# Source text
Good piece in the London Review of Books (I have a gift subscription from an English friend) this week on Michael Wolff’s latest tome on the Trump phenomenon. It’s written by David Runciman, author of How Democracy Ends.
The book is full of granular detail from the last hours of the Trump presidency dressed with considerable foreboding about the effect he continues to exert on the US Republican Party to get beyond what it hoped would be an aberration.
Trump’s view of the election result remained frozen in time. He believed the votes counted after 10.30 p.m. on 3 November could only be part of a plot to undo what had already been done. This conviction derived in part from his long-standing, strategic paranoia.
His entire life had been built around the principle that the best way to claim what was rightfully yours was to insist that others had stolen it from you. But it also stemmed from his notoriously loose relationship with numbers. He didn’t make the numbers up. But he took the numbers he found most convenient and made them the only ones that counted.
‘In the Trump political world, like the Trump business world,’ Wolff says, ‘you focused on the bragging rights of gross rather than the harsher reality of net.’ The question was never what you could do with what you were left with, it was always what you could insist you were owed in the first place. [Emphasis added]
The indelable mark of populists everywhere. So too the idea that his capacity to generate huge, and highly visible public support in large public rallies and that this had to be weighed as equal to the verdict of the ballot box:
For a while on election night, Trump was ahead in some of the key states he would go on to lose. Those early numbers became the true numbers – the gross reality. Later numbers had to be wrong.

[Extracted data entries]
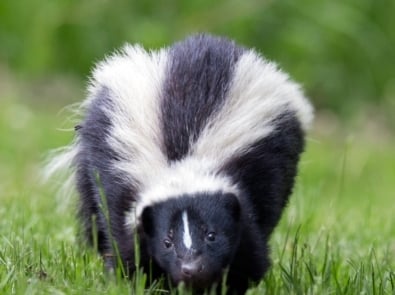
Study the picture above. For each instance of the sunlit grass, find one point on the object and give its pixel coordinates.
(336, 236)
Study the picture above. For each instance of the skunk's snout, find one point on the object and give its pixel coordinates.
(191, 268)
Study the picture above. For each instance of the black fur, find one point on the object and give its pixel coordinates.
(195, 87)
(198, 77)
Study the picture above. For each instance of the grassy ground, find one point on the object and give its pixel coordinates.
(337, 235)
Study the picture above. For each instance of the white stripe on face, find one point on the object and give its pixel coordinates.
(187, 234)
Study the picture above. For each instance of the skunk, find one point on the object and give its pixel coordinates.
(193, 150)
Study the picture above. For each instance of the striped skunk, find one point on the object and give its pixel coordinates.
(196, 147)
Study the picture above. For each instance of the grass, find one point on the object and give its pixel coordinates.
(337, 235)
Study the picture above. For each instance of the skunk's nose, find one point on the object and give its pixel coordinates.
(191, 268)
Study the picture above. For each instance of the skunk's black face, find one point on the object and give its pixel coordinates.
(193, 238)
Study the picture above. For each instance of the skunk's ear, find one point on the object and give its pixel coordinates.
(147, 220)
(232, 204)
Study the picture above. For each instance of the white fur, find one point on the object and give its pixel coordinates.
(187, 238)
(258, 93)
(134, 79)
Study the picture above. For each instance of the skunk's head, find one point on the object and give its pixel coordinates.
(193, 238)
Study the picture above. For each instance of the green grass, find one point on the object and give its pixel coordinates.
(337, 235)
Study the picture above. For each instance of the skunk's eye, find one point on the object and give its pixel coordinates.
(211, 236)
(167, 243)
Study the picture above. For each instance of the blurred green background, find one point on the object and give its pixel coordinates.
(343, 52)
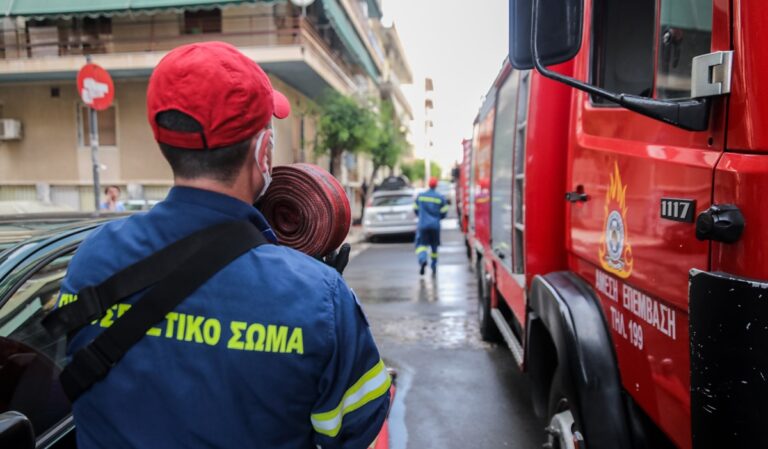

# The exercise
Extend the commentary on Michael Wolff's book about the last days of the Trump presidency, starting right after its final sentence.

# Task answer
In the call Trump made on 2 January to Brad Raffensperger, secretary of state for Georgia, in which he asked him to find an extra 11,780 votes to overturn his margin of defeat in the state (‘You don’t need much of a number because the number in theory I lost by, the margin would be 11,779’), he pointed out that the ballot box was not the only measure of who won an election.
‘I think it’s pretty clear we won,’ he said. ‘We won very substantially in Georgia. You even see it by rally size, frankly. We’d be getting 25-30,000 people a rally and the competition would get less than a hundred people. And it never made sense.’
Runciman goes on to note:
The result was that any official who didn’t accept this version of events could no longer work with the president. Trump’s last two months in office saw an extraordinary exodus of people who had been loyalists but were unable to stomach what was now required. They were replaced by anyone who was prepared to tell the president what he needed to hear.
In an audio book on Giuliani Wolff deconstructs the disintegrating life of the former Mayor of New York and how Trump is forced by the desertion of once loyal staffers to turn to the once moderate GOP veteran desperate for limelight.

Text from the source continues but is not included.